SET TASKS:
(1) Summarize the Florida voting passage below in two sentences.
(2) Using the Florida voting passage below, answer each question on its own line, labeled (a), (b) and (c):
(a) To how many SOEs did Ken Detzner send his directive?
(b) How many drop-off sites did Hillsborough County have in 2012?
(c) Which congressman is the upcoming special election meant to replace?
(3) Decide whether each statement agrees with the Florida voting passage below. Answer yes or no for each, labeled (a), (b) and (c), and quote the words from the passage that decide it.
(a) Florida added early voting days for the 2012 election.
(b) In 2004 and 2008, the state corrected the mistakes of its earlier purges.
(c) Ballots returned to drop-off locations in Pinellas County in 2012 made up 42 percent of the total absentee vote.

DOCUMENT SECTION:
-- START --
For the 2012 election, Florida inexplicably reduced the number of early voting days, despite early voting's previous success in both increasing turnout and reducing waits on Election Day. The state also directed SOEs to perform questionable scrubs of their voter rolls, which I wrote about at length in a previous column. The commonality in both measures were that, statistically speaking, they would both be likely to disproportionately impact demographics (immigrants, minorities, college students and the poor) which typically do not vote for the majority party.

 

Were this an isolated incident, one might suppose coincidence. However, the state's epic bungling of the 2000 Presidential Election was also brought about by a purge process that was known to be deeply flawed and again seemed to target a specific party's voters. In both 2004 and 2008, the state also engaged in similarly-flawed purges, while failing to correct many of the mistakes made previously. I also covered those debacles at length in another previous column

 

Last week, Secretary of State Ken Detzner sent out a directive to Florida's 67 SOEs to no longer accept absentee ballots at satellite locations. This may seem like a small issue until you look at how many voters vote absentee and then how many of those voters utilize the drop-off locations, particularly in Hillsborough and Pinellas County where a special election will be contested early next year to replace Republican Congressman CW Bill Young. According to the Tampa Bay Times, more than 105,000 Pinellas County absentee voters returned ballots to drop-off locations in 2012 – 42 percent of the total absentee vote.

 

Numbers are comparable in Hillsborough County, which had 15 drop-off sites in 2012. Now, if you were unfamiliar with Florida's long history of Election Day shenanigans, you might suspect that the directive has been put in place to combat fraud, since it obviously will not encourage higher voter turnout – the two primary concerns of election officials. Of course if you were familiar with our state's disgraceful election history, you would know that even when it acts on the pretense of combating fraud, no actual fraud is typically found.
-- END --
PROVIDED DATA:
-- START --
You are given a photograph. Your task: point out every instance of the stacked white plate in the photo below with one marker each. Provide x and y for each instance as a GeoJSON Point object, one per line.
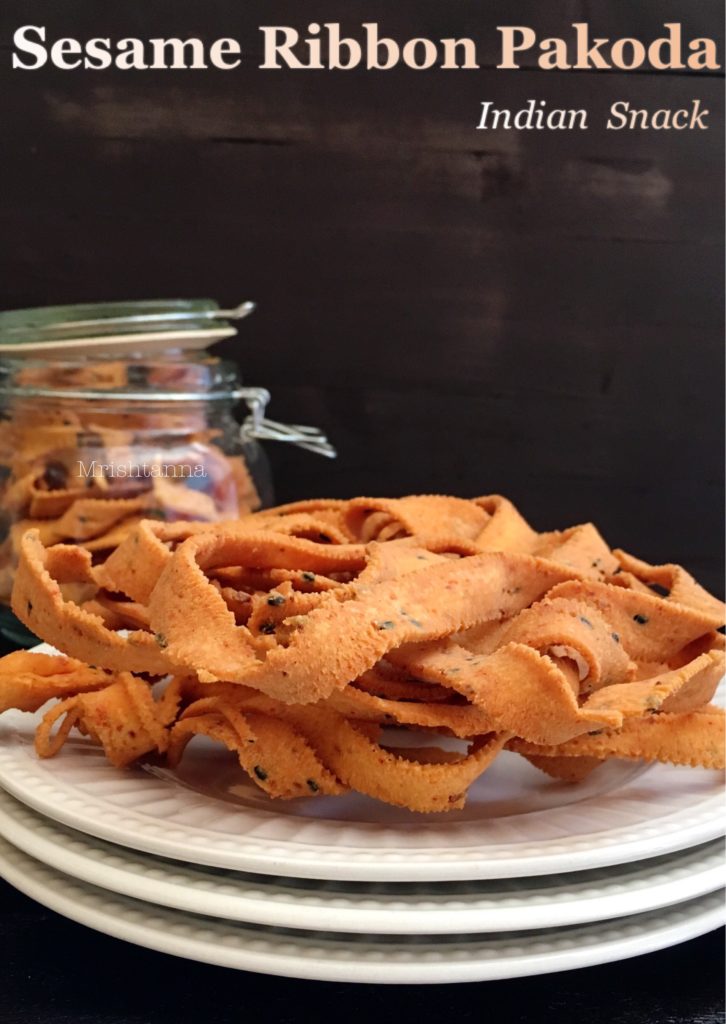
{"type": "Point", "coordinates": [532, 877]}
-- END --
ANSWERS TO THE PROBLEMS:
(1) For the 2012 election, Florida reduced early voting days and directed SOEs to perform questionable scrubs of voter rolls, measures likely to disproportionately affect demographics that typically do not vote for the majority party, following flawed purges in 2000, 2004 and 2008. Secretary of State Ken Detzner has now directed Florida's 67 SOEs to stop accepting absentee ballots at satellite locations, even though more than 105,000 Pinellas County absentee voters, 42 percent of the total absentee vote, returned ballots to drop-off locations in 2012.

(2)
(a) 67
(b) 15
(c) Republican Congressman CW Bill Young

(3)
(a) No: "Florida inexplicably reduced the number of early voting days"
(b) No: "while failing to correct many of the mistakes made previously"
(c) Yes: "42 percent of the total absentee vote"